Extracted data entries:
+++

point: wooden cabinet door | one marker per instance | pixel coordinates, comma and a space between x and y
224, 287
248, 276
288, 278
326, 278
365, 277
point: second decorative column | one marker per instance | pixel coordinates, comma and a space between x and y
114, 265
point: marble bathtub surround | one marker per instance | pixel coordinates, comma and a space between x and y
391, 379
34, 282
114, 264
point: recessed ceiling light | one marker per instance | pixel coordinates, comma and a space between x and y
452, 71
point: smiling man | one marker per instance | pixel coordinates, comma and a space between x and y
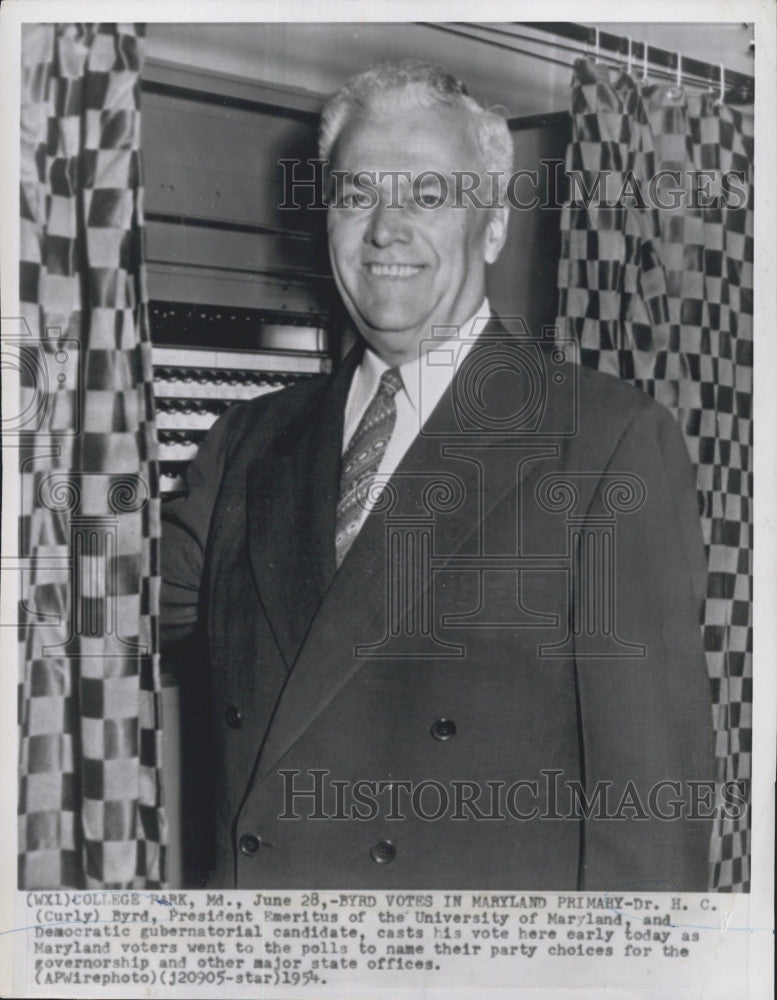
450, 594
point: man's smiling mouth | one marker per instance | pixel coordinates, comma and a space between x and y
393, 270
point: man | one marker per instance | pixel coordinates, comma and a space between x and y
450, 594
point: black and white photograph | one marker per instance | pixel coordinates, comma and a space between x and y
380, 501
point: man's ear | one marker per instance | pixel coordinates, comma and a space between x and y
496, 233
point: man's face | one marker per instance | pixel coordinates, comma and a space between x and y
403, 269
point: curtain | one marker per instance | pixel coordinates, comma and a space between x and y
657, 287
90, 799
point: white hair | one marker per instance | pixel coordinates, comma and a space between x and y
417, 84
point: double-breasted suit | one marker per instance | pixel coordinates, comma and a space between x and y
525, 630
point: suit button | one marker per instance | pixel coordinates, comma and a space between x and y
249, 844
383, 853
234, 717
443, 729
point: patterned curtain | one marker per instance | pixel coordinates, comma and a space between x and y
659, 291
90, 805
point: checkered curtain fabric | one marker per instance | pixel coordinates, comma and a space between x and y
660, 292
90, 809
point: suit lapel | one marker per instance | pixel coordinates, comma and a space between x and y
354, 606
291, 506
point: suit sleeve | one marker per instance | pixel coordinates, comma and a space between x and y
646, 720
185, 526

+++

§ TO DO
Only the lines from the one with "point: suit lapel" through the end of the records above are to be copied, exactly as written.

§ TASK RESPONSE
point: suit lapel | one marker per instance | pixel coordinates, comma and a space between x and y
354, 606
291, 506
point: suit sleeve | one marker per instance | pixel coordinates, comma and a space between x and y
646, 720
185, 526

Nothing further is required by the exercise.